● **PROMPT**
Copy the data below word for word, with the pictures left out.

[Pointing and labeling data]
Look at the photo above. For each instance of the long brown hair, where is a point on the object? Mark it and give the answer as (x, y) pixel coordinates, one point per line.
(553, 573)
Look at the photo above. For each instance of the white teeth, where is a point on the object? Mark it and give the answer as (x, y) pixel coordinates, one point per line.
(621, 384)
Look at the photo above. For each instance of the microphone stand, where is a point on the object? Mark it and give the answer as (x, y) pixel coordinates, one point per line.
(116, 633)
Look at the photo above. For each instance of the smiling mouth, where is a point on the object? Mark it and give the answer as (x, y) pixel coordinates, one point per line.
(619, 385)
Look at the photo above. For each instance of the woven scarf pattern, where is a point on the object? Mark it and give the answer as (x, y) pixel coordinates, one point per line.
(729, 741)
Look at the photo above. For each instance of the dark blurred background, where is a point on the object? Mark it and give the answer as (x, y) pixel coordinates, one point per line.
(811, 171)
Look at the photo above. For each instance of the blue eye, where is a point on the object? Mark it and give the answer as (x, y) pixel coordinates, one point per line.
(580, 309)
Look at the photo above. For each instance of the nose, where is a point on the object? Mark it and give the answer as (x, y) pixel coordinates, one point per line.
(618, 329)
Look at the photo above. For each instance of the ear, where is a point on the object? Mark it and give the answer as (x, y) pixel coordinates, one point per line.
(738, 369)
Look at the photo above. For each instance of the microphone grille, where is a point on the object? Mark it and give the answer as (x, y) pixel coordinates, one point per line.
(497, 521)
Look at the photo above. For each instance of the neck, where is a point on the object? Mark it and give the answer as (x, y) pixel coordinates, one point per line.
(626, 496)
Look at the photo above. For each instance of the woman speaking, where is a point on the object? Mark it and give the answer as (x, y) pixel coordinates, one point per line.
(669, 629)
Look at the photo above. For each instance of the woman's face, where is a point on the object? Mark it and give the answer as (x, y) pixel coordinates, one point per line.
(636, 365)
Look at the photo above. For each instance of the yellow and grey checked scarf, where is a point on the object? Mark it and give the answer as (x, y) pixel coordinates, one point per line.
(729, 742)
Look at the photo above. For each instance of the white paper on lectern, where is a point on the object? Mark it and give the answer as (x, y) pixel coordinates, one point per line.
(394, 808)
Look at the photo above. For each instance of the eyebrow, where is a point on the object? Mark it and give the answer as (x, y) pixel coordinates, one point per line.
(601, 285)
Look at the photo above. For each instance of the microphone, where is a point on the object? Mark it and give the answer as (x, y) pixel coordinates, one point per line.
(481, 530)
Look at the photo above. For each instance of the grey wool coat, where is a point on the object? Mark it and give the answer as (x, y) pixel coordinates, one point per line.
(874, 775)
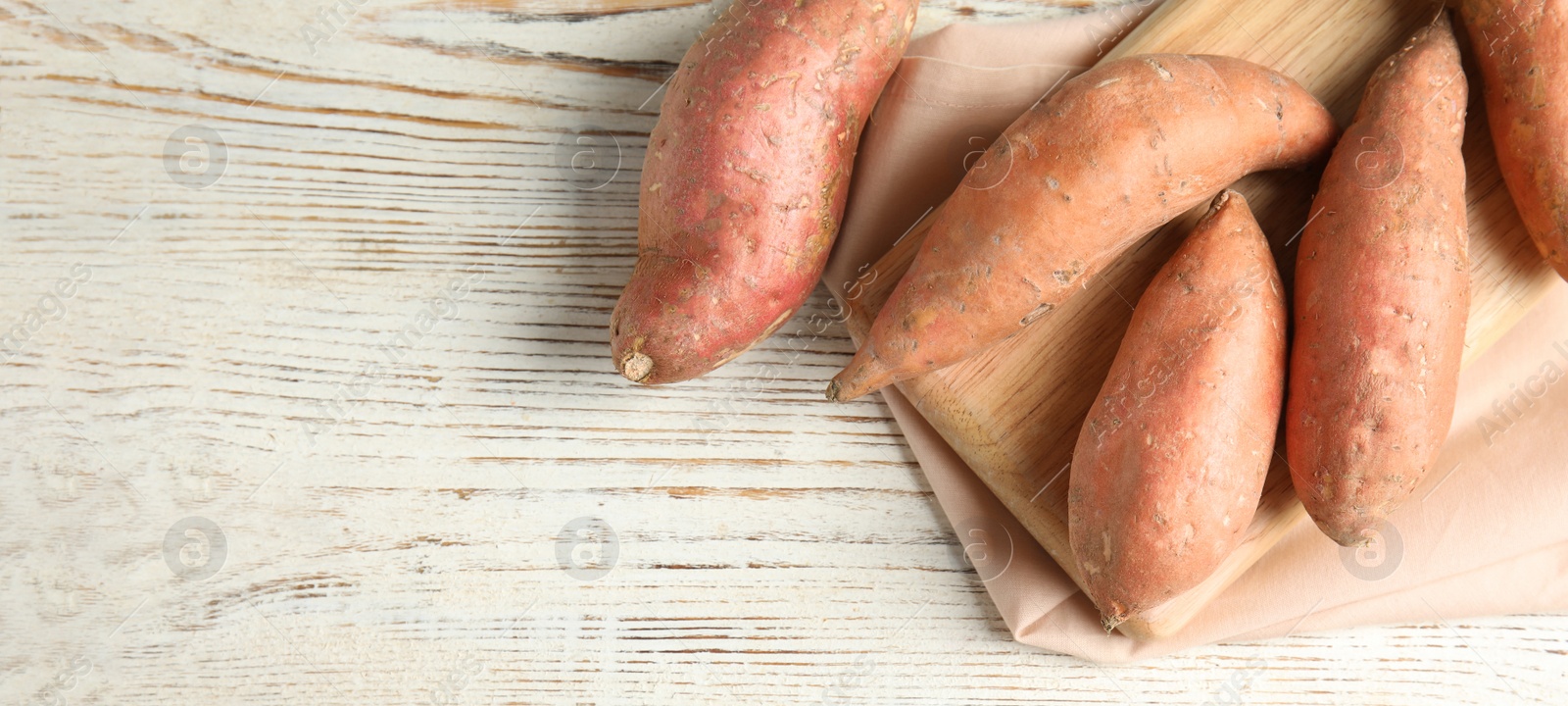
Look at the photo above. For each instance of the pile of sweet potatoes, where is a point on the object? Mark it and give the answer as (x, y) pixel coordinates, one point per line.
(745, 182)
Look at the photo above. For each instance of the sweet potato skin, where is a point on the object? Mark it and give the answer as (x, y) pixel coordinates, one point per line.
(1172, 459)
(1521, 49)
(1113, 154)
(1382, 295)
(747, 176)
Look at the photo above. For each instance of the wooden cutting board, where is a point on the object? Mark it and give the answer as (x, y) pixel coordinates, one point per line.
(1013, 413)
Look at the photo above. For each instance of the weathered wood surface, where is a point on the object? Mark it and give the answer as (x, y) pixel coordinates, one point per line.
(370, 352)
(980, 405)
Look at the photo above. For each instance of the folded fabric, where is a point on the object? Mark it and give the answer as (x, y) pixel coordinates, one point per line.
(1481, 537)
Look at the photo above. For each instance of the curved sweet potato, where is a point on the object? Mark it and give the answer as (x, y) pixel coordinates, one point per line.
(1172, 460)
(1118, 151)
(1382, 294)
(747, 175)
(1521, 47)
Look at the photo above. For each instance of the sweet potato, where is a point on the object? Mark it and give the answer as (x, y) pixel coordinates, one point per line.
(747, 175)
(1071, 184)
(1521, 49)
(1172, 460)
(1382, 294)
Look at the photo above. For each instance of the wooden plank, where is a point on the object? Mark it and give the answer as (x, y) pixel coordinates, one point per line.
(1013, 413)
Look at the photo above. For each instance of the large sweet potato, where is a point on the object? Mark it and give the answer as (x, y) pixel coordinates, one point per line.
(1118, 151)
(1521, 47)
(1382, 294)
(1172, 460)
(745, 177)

● **SOLUTION BELOW**
Look at the photo above. For each instance of the long brown hair, where is a point on the object? Mark it and give the answer as (x, y) pixel coordinates, one point per line.
(553, 573)
Look at the photo above. For each instance of the white teeth, where is a point on the object? Mark it and give the answer as (x, y) pixel coordinates, one point per line.
(621, 384)
Look at the photo above. For each instance of the microphone stand, where is a point on the object? Mark it and give the answer as (x, y) pixel coordinates, one point per line.
(116, 633)
Look at the photo above. For each instance of the smiling mouth, where is a point on the object? Mark it and give the answer as (x, y) pixel coordinates, one point per line.
(619, 385)
Look at the photo above. For each instance of the woven scarf pattern, where is a point on the object? Mark it and give the answer as (x, y) pixel coordinates, one point per line.
(729, 741)
Look at the photo above. For each instance of the dark blurred background, where is a point on the object? Mark it and give the answer as (x, y) pixel coordinates, one point per line.
(811, 171)
Look at the photo above. For each instance of the blue eye, where is a point on the object? Mark it and give the answer as (x, y) pixel coordinates, one point per line.
(580, 309)
Look at the photo above. For each instance of the nose, where is a point on the object? Mark it and give the answer as (x, y) pixel coordinates, one point per line.
(618, 329)
Look at the photo above. For each instance of the ear, where is a point on the object? Mark it and give the answer as (x, y) pixel coordinates, one point per line.
(738, 369)
Look at the photo above. For each instance of the microphone grille, where is a point on the object? Mark it and give the answer as (x, y) pixel coordinates, one point per line.
(497, 521)
Look at the photo above. For each instance of the neck, where is a point on the object? Mark it and give the answer as (x, y) pixel coordinates, one point per line.
(626, 496)
Look at the photo above. For each instance of the woman speaking, where is a point on the object? Mark it and give the answer as (x, y) pixel coordinates, one point per line.
(669, 629)
Look at the photo above. For each instance of the woman's face, where is a point on the object? Mark it and give the answer as (x, y) pixel coordinates, one point per line.
(636, 365)
Look at the photo above. For each instance of the yellow and grey checked scarf, where is a point on the object? Mark it and give the answer as (x, y) pixel coordinates, one point per line.
(729, 742)
Look at the photo above. For each instance of the white paper on lectern, where is a point on the object? Mark it and give the answer as (x, y) pixel coordinates, one point per line.
(394, 808)
Look at the photo above. For each instance of the eyebrow, where is a point on the object? Mark it and give the answer as (x, y) pixel coordinates, one point per line.
(601, 285)
Look at the photo above. For each instance of the microphone, where is a point on the object? Mark it and give the answer as (x, y) pixel coordinates, one point per line.
(481, 530)
Look at the photo above. For each instance of the grey wool coat, where is a point on the object? Mark it and give the answer as (x, y) pixel coordinates, one point per line.
(874, 775)
Look at the photo above. For each instance of the pile of sweet potatoes, where is a point on the object? Mark it and give the answer as (x, y) pixel coordinates, one point per line.
(745, 182)
Look at the photo above. For each instance of the sweet potato skin, where is a point on the object? Mark it and give the answer as (x, y) pixel coordinates, one point per line.
(1172, 459)
(1521, 49)
(1113, 154)
(1382, 295)
(747, 176)
Look at the photo above. For each instance of the wooden cutting board, where is a point on the object? Mark it and give the answer as (x, y) pixel coordinates, one point per line.
(1013, 413)
Look at the photo above. For each instance of the weathered wood surface, where is a point on the object? Mark it and give the answer as (x, y) pixel coordinates, one point per line.
(370, 352)
(980, 405)
Look at the photo above. For each instance of the folded fabric, where is a point on the object? Mark it and give the answer as (x, y) pixel coordinates, one point per line.
(1481, 537)
Look at the photo above. For each instance of the curved sweet potato, where is a point on the object? Mark it and give the answer as (x, y) pixel coordinates, one point per line.
(1172, 460)
(1118, 151)
(1382, 294)
(747, 175)
(1521, 47)
Look at the photo above. For each instance of the sweet potato, where is a point on the object? Mark it and give the answer as (x, y) pixel coordinates, one point per line.
(747, 175)
(1071, 184)
(1521, 49)
(1172, 460)
(1382, 294)
Look at the photo above. For each instance of the wooden plank, where is a point on the object? Mark it and give the answer as (x, y) pixel coordinates, one point per line.
(1013, 413)
Look at the photo above. For each instance of the large sweet potato, where is a point on the object? Mark it and give the answer as (x, y) pixel coordinates, one point per line.
(1118, 151)
(1521, 47)
(1382, 294)
(1172, 460)
(745, 177)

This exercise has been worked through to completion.